EXCERPT TO READ:
______
# Trace anomaly for non-relativistic fermions

**Authors:** Roberto Auzzi, Stefano Baiguera, Giuseppe Nardelli

arXiv: 1705.02229 · 2017-09-13

## TL;DR

This paper investigates the trace anomaly of non-relativistic fermions in 2+1 dimensions coupled to curved Newton-Cartan geometry, revealing classical Weyl invariance and quantum anomalies proportional to relativistic coefficients.

## Contribution

It provides a detailed analysis of Weyl invariance and computes the trace anomaly for non-relativistic fermions using null reduction and Heat Kernel methods, extending previous scalar results.

## Key findings

- Classical Weyl invariance is preserved in curved backgrounds.
- Quantum trace anomaly coefficients are proportional to relativistic ones.
- Anomaly coefficients scale as 1/m, with m being the non-relativistic mass.
______
Boundary annotation entries:
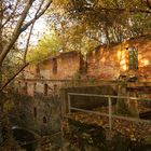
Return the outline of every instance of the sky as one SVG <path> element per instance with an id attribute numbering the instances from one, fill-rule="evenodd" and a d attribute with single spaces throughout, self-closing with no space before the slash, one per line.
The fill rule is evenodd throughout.
<path id="1" fill-rule="evenodd" d="M 45 30 L 46 30 L 46 22 L 43 17 L 41 17 L 35 23 L 32 36 L 30 37 L 30 45 L 37 45 L 40 37 L 45 32 Z M 29 29 L 27 31 L 29 31 Z M 24 49 L 26 45 L 28 38 L 27 31 L 23 32 L 18 39 L 19 49 Z"/>

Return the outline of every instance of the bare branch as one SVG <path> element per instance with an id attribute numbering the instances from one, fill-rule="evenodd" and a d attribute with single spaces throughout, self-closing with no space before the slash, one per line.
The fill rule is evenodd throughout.
<path id="1" fill-rule="evenodd" d="M 150 0 L 147 0 L 147 5 L 149 9 L 151 9 L 151 1 Z"/>
<path id="2" fill-rule="evenodd" d="M 35 19 L 38 19 L 39 17 L 41 17 L 41 16 L 45 13 L 45 11 L 49 9 L 49 6 L 51 5 L 51 3 L 52 3 L 52 0 L 50 0 L 50 1 L 45 4 L 45 6 L 43 8 L 43 10 L 41 10 L 41 12 L 40 12 L 39 14 L 37 14 L 36 17 L 35 17 L 33 19 L 29 20 L 27 24 L 25 24 L 25 25 L 22 27 L 22 31 L 25 31 L 25 30 L 35 22 Z"/>
<path id="3" fill-rule="evenodd" d="M 18 36 L 20 35 L 22 25 L 23 25 L 26 16 L 27 16 L 27 14 L 28 14 L 33 1 L 35 0 L 28 0 L 27 1 L 27 4 L 24 8 L 24 11 L 23 11 L 23 13 L 20 15 L 20 18 L 18 19 L 17 25 L 16 25 L 16 27 L 14 29 L 14 32 L 13 32 L 11 41 L 3 47 L 3 51 L 2 51 L 2 53 L 0 55 L 0 68 L 2 66 L 2 63 L 3 63 L 4 58 L 5 58 L 5 56 L 8 55 L 8 53 L 11 50 L 11 47 L 14 45 L 14 43 L 16 42 Z"/>
<path id="4" fill-rule="evenodd" d="M 18 73 L 20 73 L 28 65 L 29 65 L 29 63 L 24 64 L 24 65 L 19 68 L 19 70 L 18 70 L 11 79 L 9 79 L 9 80 L 3 84 L 3 86 L 0 88 L 0 92 L 2 92 L 2 91 L 16 78 L 16 76 L 18 76 Z"/>
<path id="5" fill-rule="evenodd" d="M 32 33 L 32 30 L 33 30 L 33 27 L 35 27 L 35 23 L 37 20 L 37 15 L 38 15 L 39 11 L 41 10 L 41 6 L 42 6 L 43 2 L 44 2 L 44 0 L 42 0 L 41 4 L 40 4 L 40 6 L 39 6 L 39 9 L 38 9 L 38 11 L 37 11 L 37 13 L 35 15 L 33 23 L 32 23 L 30 31 L 29 31 L 29 36 L 28 36 L 27 43 L 26 43 L 26 49 L 25 49 L 25 54 L 24 54 L 24 59 L 23 59 L 24 63 L 26 63 L 26 56 L 27 56 L 27 52 L 28 52 L 30 37 L 31 37 L 31 33 Z"/>
<path id="6" fill-rule="evenodd" d="M 17 2 L 15 3 L 15 6 L 13 9 L 13 12 L 6 17 L 5 22 L 2 24 L 2 27 L 12 18 L 12 16 L 15 14 L 15 11 L 17 9 L 17 5 L 18 5 L 18 0 Z"/>

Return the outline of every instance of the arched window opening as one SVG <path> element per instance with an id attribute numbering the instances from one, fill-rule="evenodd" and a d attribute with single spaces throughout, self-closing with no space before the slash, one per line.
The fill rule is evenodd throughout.
<path id="1" fill-rule="evenodd" d="M 138 69 L 138 50 L 135 46 L 128 47 L 129 70 Z"/>
<path id="2" fill-rule="evenodd" d="M 43 123 L 45 124 L 45 123 L 47 123 L 47 121 L 46 121 L 46 118 L 45 116 L 43 116 Z"/>
<path id="3" fill-rule="evenodd" d="M 33 116 L 37 118 L 37 108 L 33 108 Z"/>
<path id="4" fill-rule="evenodd" d="M 44 84 L 44 95 L 47 95 L 47 94 L 49 94 L 49 85 Z"/>
<path id="5" fill-rule="evenodd" d="M 27 94 L 28 93 L 28 83 L 25 82 L 25 93 Z"/>
<path id="6" fill-rule="evenodd" d="M 53 73 L 56 74 L 57 73 L 57 59 L 53 58 Z"/>

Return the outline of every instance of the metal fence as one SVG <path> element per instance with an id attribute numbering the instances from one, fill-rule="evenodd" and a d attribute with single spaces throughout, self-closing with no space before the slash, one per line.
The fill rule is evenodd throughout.
<path id="1" fill-rule="evenodd" d="M 108 113 L 71 107 L 71 96 L 90 96 L 90 97 L 108 98 L 107 99 L 107 101 L 108 101 Z M 140 101 L 142 99 L 146 99 L 148 101 L 151 101 L 151 98 L 138 98 L 138 97 L 127 97 L 127 96 L 112 96 L 112 95 L 68 93 L 68 114 L 70 115 L 71 114 L 71 110 L 74 110 L 74 111 L 81 111 L 81 112 L 94 113 L 94 114 L 107 116 L 107 118 L 109 118 L 108 122 L 109 122 L 110 131 L 112 129 L 112 120 L 113 119 L 121 119 L 121 120 L 126 120 L 126 121 L 132 121 L 132 122 L 140 122 L 140 123 L 151 124 L 151 121 L 149 121 L 149 120 L 141 120 L 139 118 L 133 118 L 133 116 L 116 115 L 116 114 L 112 113 L 112 98 L 126 99 L 126 100 L 131 99 L 131 100 L 138 100 L 138 101 Z"/>

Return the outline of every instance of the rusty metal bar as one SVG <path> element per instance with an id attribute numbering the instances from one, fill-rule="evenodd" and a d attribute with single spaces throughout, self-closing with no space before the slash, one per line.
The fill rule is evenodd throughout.
<path id="1" fill-rule="evenodd" d="M 70 94 L 68 94 L 68 113 L 71 113 L 71 101 L 70 101 Z"/>
<path id="2" fill-rule="evenodd" d="M 78 95 L 78 96 L 96 96 L 96 97 L 111 97 L 111 98 L 126 98 L 126 99 L 137 99 L 137 100 L 150 100 L 151 98 L 138 98 L 138 97 L 127 97 L 127 96 L 113 96 L 113 95 L 97 95 L 97 94 L 79 94 L 79 93 L 68 93 L 69 95 Z"/>
<path id="3" fill-rule="evenodd" d="M 112 102 L 111 97 L 108 97 L 108 107 L 109 107 L 109 128 L 112 129 Z"/>

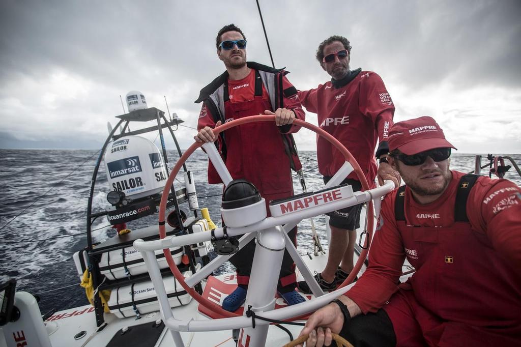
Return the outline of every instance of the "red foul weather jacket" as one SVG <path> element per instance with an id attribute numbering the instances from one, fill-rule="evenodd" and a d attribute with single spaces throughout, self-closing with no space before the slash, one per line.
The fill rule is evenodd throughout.
<path id="1" fill-rule="evenodd" d="M 361 69 L 350 71 L 343 80 L 332 80 L 316 88 L 299 92 L 302 105 L 316 113 L 319 127 L 345 146 L 358 162 L 369 182 L 374 185 L 377 156 L 387 154 L 387 139 L 393 124 L 394 106 L 377 74 Z M 343 156 L 327 140 L 317 137 L 318 170 L 332 176 L 343 165 Z M 358 179 L 352 172 L 348 177 Z"/>
<path id="2" fill-rule="evenodd" d="M 232 103 L 229 100 L 228 72 L 225 71 L 203 88 L 196 103 L 204 102 L 197 129 L 214 128 L 217 120 L 222 123 L 248 116 L 264 114 L 279 107 L 292 110 L 296 118 L 304 120 L 296 89 L 285 77 L 288 71 L 254 62 L 247 66 L 255 70 L 255 95 L 253 100 Z M 263 92 L 262 91 L 264 91 Z M 267 94 L 267 100 L 263 97 Z M 258 95 L 257 95 L 258 94 Z M 300 128 L 293 125 L 277 127 L 275 122 L 257 122 L 226 130 L 216 145 L 226 167 L 235 179 L 252 182 L 266 200 L 293 195 L 290 166 L 295 157 L 292 137 L 287 135 Z M 300 168 L 300 162 L 295 166 Z M 211 163 L 208 165 L 208 183 L 221 183 Z"/>
<path id="3" fill-rule="evenodd" d="M 345 295 L 364 313 L 383 308 L 397 345 L 411 342 L 405 312 L 421 328 L 417 345 L 513 345 L 521 338 L 521 188 L 451 172 L 430 204 L 404 186 L 386 196 L 369 266 Z M 397 286 L 406 257 L 416 271 Z"/>

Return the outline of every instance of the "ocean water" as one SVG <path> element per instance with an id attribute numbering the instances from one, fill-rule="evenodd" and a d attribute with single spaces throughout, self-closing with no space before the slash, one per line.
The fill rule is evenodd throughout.
<path id="1" fill-rule="evenodd" d="M 0 200 L 0 281 L 15 278 L 19 290 L 38 294 L 42 314 L 53 308 L 64 309 L 88 303 L 84 290 L 78 285 L 72 254 L 86 245 L 86 208 L 98 155 L 96 151 L 0 150 L 3 192 Z M 518 165 L 521 165 L 521 154 L 510 155 L 517 159 Z M 170 151 L 168 156 L 171 168 L 178 156 Z M 310 191 L 323 187 L 316 157 L 314 152 L 301 155 Z M 207 207 L 213 220 L 217 221 L 220 220 L 222 186 L 206 183 L 207 161 L 206 155 L 198 150 L 187 165 L 194 174 L 200 207 Z M 486 162 L 484 159 L 483 164 Z M 453 155 L 451 167 L 464 172 L 473 170 L 474 155 Z M 516 176 L 513 168 L 506 178 L 521 185 L 521 180 Z M 182 175 L 178 178 L 175 183 L 176 188 L 180 187 L 180 182 L 183 181 Z M 301 192 L 296 176 L 293 183 L 295 193 Z M 102 165 L 93 195 L 93 212 L 110 206 L 106 198 L 109 191 Z M 185 204 L 181 207 L 188 209 Z M 128 226 L 131 229 L 155 224 L 157 218 L 157 214 L 153 215 L 130 222 Z M 327 246 L 324 217 L 315 217 L 314 222 L 322 245 Z M 311 230 L 309 220 L 303 220 L 299 228 L 299 252 L 312 252 L 311 233 L 306 232 Z M 96 242 L 115 235 L 106 217 L 96 220 L 92 229 Z M 220 270 L 228 271 L 231 266 L 225 264 Z"/>

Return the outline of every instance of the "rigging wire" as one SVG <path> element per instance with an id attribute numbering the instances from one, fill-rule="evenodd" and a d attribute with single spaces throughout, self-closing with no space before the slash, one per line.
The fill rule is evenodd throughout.
<path id="1" fill-rule="evenodd" d="M 76 167 L 75 167 L 73 169 L 72 169 L 72 170 L 70 172 L 69 172 L 68 175 L 67 175 L 66 176 L 65 176 L 61 181 L 60 181 L 59 182 L 58 182 L 57 183 L 54 184 L 53 185 L 53 187 L 51 187 L 51 188 L 49 189 L 49 190 L 48 191 L 47 191 L 46 192 L 45 192 L 45 193 L 44 193 L 43 195 L 41 195 L 40 196 L 39 196 L 38 197 L 37 197 L 34 200 L 34 201 L 33 201 L 32 202 L 32 204 L 31 204 L 28 206 L 27 206 L 27 207 L 26 207 L 25 208 L 24 208 L 23 210 L 22 210 L 21 212 L 20 212 L 20 213 L 19 213 L 16 216 L 15 216 L 14 217 L 13 217 L 13 218 L 10 220 L 9 220 L 8 222 L 7 222 L 5 224 L 4 224 L 3 226 L 2 226 L 2 227 L 1 228 L 0 228 L 0 231 L 1 231 L 2 230 L 3 230 L 4 228 L 5 228 L 8 225 L 9 225 L 10 224 L 10 222 L 12 222 L 13 220 L 14 220 L 17 218 L 18 218 L 18 217 L 20 217 L 22 214 L 23 214 L 23 213 L 26 211 L 27 211 L 33 205 L 34 205 L 34 204 L 35 204 L 36 203 L 36 202 L 38 202 L 39 200 L 40 200 L 40 199 L 41 199 L 41 198 L 43 197 L 44 196 L 45 196 L 45 195 L 46 195 L 47 194 L 48 194 L 49 192 L 51 192 L 51 191 L 52 191 L 53 189 L 54 189 L 55 188 L 55 187 L 56 187 L 57 185 L 58 185 L 58 184 L 59 184 L 60 183 L 61 183 L 62 182 L 63 182 L 64 181 L 65 181 L 67 178 L 69 177 L 69 176 L 70 176 L 72 174 L 73 174 L 74 172 L 76 171 L 76 170 L 77 170 L 79 167 L 80 167 L 80 166 L 82 166 L 83 164 L 84 164 L 85 163 L 86 163 L 87 162 L 88 162 L 89 160 L 90 160 L 93 156 L 94 156 L 95 155 L 96 155 L 96 154 L 97 154 L 98 153 L 100 153 L 100 151 L 101 151 L 101 150 L 98 150 L 97 152 L 96 152 L 95 153 L 94 153 L 94 154 L 93 154 L 91 156 L 89 157 L 89 158 L 88 158 L 84 162 L 83 162 L 83 163 L 82 163 L 81 164 L 80 164 L 79 165 L 78 165 Z"/>
<path id="2" fill-rule="evenodd" d="M 266 43 L 268 45 L 268 52 L 269 52 L 269 57 L 271 59 L 271 66 L 275 68 L 275 63 L 273 62 L 273 56 L 271 55 L 271 49 L 269 47 L 269 41 L 268 41 L 268 34 L 266 32 L 266 27 L 264 26 L 264 20 L 262 18 L 262 13 L 260 12 L 260 5 L 259 0 L 257 1 L 257 8 L 259 10 L 259 16 L 260 17 L 260 23 L 262 24 L 262 30 L 264 31 L 264 37 L 266 38 Z"/>

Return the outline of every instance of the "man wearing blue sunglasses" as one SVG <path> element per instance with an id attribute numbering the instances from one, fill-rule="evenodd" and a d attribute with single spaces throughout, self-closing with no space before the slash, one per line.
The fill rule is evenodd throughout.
______
STATED EXERCISE:
Please write out everything from "- Quantum trace" down to "the non-relativistic mass." word for word from the trace anomaly paper summary above.

EXPECTED ANSWER:
- Quantum trace anomaly coefficients are proportional to relativistic ones.
- Anomaly coefficients scale as 1/m, with m being the non-relativistic mass.